** Opening Passage block **

I feel like I was somewhat productive today even though all I did was sweep the floor, feed the chickens and drive to pick-up Amira from daycare. But, I did all of those things by myself so I’m pretty proud. We also went out to dinner. I haven’t taken any pain pills in the last couple of days because just regular strength Advil doesn’t really seem to help and the pain doesn’t seem severe enough anymore for percocet. After my afternoon of activity I am definitely feeling it though. I’m achy and sore and feel the need to sit down. I mean, screw it, I guess I could just pop a pill. They’ve been generous with the prescriptions. Might as well take them! With all the research showing a link between alcohol and breast cancer I’m going to have to use something for my Friday night buzz. Maybe I’ll just take on an oxy addiction.
I haven’t heard from Dr. Bell’s office on the pathology report from the ovary. I called yesterday and the nurse seemed surprised that I was calling and said that because of the holiday it might take a few days. I’m so used to Dr. Lilly by now because he’s somehow able to get pathology back within 24-36 hours even over a weekend. And he always personally calls me with the results right away. I’m thinking with this surgery it is not considered “high risk” so they are taking their time with it. I guess that’s good news. I’d just really like to get the information so I can finally take a deep breath. I actually feel fine from the oophorectomy. I heard from friends that it takes a couple weeks to recover but my advise to anyone is to have a mastectomy 2 weeks before laparoscopic surgery and it won’t be a big deal at all.

** Closing Passage block **

Tasks and exercises.
(1) List the things the writer of the recovery journal says she did by herself today.
(2) Write the next few sentences of the recovery journal, picking up after its last line.

** Opening Supplied information block **

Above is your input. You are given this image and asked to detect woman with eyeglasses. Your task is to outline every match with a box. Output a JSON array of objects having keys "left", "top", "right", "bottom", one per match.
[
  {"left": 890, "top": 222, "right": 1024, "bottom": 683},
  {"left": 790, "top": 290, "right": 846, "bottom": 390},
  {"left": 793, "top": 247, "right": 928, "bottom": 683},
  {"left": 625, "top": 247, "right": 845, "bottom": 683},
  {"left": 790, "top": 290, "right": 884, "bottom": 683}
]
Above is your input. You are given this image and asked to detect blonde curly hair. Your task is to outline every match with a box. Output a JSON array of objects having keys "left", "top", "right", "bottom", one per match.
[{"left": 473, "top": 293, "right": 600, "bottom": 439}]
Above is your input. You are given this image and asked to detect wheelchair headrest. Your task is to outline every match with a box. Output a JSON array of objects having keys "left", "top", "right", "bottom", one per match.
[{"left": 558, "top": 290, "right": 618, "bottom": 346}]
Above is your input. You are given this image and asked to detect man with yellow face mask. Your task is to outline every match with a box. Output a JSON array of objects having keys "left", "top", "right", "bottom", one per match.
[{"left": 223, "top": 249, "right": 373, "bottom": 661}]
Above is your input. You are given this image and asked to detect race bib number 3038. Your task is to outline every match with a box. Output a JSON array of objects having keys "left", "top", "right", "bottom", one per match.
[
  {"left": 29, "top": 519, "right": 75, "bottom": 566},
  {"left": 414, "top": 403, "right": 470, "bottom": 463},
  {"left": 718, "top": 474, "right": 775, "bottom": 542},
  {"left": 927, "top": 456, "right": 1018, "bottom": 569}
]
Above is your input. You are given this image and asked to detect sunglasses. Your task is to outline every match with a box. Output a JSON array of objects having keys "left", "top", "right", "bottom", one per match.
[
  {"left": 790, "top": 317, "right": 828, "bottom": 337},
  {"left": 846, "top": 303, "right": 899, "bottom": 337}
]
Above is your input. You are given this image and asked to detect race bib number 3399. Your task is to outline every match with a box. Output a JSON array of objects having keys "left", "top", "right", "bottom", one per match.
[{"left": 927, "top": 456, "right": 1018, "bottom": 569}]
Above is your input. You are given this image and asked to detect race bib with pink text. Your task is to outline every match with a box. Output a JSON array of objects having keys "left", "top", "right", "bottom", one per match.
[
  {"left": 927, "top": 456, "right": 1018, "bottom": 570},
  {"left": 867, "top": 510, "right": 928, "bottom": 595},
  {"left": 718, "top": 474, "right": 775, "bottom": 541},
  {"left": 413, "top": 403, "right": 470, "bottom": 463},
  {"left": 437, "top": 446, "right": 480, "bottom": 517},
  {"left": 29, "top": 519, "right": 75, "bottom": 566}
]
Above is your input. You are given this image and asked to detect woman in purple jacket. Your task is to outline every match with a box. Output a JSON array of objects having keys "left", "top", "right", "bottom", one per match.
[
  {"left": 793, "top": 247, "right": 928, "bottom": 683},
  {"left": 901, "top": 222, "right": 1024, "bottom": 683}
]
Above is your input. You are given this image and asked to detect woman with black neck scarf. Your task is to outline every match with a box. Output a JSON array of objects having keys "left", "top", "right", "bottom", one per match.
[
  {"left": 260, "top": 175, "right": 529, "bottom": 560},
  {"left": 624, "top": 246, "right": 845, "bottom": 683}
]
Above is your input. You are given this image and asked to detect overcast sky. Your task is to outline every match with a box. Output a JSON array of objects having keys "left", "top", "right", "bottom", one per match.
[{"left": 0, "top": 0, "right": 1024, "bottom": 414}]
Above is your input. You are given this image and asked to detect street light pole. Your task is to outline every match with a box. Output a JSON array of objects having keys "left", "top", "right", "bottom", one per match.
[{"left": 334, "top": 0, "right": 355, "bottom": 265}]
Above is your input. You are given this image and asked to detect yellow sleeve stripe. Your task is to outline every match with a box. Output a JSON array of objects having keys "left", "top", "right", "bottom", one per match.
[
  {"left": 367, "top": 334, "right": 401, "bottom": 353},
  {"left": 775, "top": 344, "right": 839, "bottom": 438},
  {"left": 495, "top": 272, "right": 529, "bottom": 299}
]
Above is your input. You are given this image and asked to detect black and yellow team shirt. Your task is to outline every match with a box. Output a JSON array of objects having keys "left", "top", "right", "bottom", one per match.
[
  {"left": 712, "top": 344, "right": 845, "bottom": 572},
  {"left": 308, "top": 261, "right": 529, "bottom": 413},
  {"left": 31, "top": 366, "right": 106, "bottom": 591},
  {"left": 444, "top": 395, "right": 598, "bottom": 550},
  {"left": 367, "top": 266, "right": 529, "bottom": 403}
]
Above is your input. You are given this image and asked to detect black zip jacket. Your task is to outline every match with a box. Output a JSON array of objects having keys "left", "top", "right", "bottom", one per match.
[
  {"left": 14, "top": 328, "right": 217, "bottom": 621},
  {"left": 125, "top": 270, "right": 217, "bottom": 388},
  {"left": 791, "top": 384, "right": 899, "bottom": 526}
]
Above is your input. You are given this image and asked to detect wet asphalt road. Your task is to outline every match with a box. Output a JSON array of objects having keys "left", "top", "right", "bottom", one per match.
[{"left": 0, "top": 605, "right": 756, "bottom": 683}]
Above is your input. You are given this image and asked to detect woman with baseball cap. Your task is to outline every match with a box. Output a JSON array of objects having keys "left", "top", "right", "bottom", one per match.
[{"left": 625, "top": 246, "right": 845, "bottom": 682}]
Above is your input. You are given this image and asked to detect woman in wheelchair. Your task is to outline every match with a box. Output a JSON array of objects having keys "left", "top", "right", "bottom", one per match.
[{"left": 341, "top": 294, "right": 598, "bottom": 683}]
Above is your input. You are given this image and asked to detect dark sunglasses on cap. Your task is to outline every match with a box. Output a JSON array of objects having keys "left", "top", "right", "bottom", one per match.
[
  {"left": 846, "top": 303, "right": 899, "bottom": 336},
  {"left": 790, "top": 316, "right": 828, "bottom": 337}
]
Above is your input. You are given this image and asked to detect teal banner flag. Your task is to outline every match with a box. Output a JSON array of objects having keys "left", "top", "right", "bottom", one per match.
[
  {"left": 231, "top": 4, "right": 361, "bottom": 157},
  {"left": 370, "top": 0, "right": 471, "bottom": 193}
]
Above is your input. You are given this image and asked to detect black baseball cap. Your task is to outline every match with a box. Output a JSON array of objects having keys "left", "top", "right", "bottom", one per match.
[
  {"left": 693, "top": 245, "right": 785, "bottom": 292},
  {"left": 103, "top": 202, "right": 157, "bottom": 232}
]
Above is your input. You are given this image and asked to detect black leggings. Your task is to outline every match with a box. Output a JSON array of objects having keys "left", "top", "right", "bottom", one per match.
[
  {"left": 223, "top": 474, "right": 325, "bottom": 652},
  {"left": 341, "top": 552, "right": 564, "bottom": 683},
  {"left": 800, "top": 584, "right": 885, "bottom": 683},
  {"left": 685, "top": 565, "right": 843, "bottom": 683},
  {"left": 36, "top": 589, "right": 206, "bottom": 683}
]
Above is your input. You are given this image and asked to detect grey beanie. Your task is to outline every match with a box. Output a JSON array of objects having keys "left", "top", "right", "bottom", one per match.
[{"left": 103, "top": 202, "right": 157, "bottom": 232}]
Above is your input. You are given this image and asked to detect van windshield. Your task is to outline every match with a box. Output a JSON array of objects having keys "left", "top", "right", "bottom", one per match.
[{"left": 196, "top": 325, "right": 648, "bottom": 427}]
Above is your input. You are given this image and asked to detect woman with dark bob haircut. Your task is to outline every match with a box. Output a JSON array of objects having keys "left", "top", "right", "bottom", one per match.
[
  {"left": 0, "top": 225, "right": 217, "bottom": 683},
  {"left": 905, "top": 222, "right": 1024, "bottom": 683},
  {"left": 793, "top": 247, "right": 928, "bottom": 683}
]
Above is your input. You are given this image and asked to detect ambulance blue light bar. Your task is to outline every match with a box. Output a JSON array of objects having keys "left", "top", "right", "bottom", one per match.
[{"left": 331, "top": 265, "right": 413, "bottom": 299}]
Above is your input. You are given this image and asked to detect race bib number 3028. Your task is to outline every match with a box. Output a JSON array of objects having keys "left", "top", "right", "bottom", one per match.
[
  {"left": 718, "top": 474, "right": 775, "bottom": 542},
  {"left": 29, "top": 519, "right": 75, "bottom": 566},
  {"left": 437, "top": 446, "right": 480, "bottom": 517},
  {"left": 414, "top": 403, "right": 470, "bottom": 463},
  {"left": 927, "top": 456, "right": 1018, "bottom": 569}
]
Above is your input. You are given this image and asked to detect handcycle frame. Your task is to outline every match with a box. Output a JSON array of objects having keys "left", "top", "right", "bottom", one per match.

** Closing Supplied information block **

Answer section.
(1) She swept the floor, fed the chickens, and drove to pick up Amira from daycare.

(2)
So, these tissue expanders feel like bricks sewn into my chest. And they are barely filled. I’m imagining that the fill process will not be pleasant and that I will be uncomfortable until I get the silicone implants. Dr. Lilly confirmed that patients commonly feel that way about the tissue expanders but getting the silicone in is instant relief. Jeffrey has been jokingly saying “D’s by December!” but I told him there is no way I’m going that big. The plastic surgeon said that the people with small breasts always go bigger and the people with big breasts always go smaller.
My check-up went well and everything is healing as planned. I don’t have another appointment with Dr. Lilly until February and he said there is no need for me to see an oncologist again but he wouldn’t be opposed to it if I wanted to. He said the 1% risk of reoccurrence is there for protection but with this surgery he doesn’t expect to see anything show up. I’m still comfortable with this decision. I read a study yesterday from Stanford that gave a 8.5% reoccurrence rate for DCIS with lumpectomy and radiation and tamoxifen. That seems really high for me considering that I only had a .2% chance of getting breast cancer in the first place.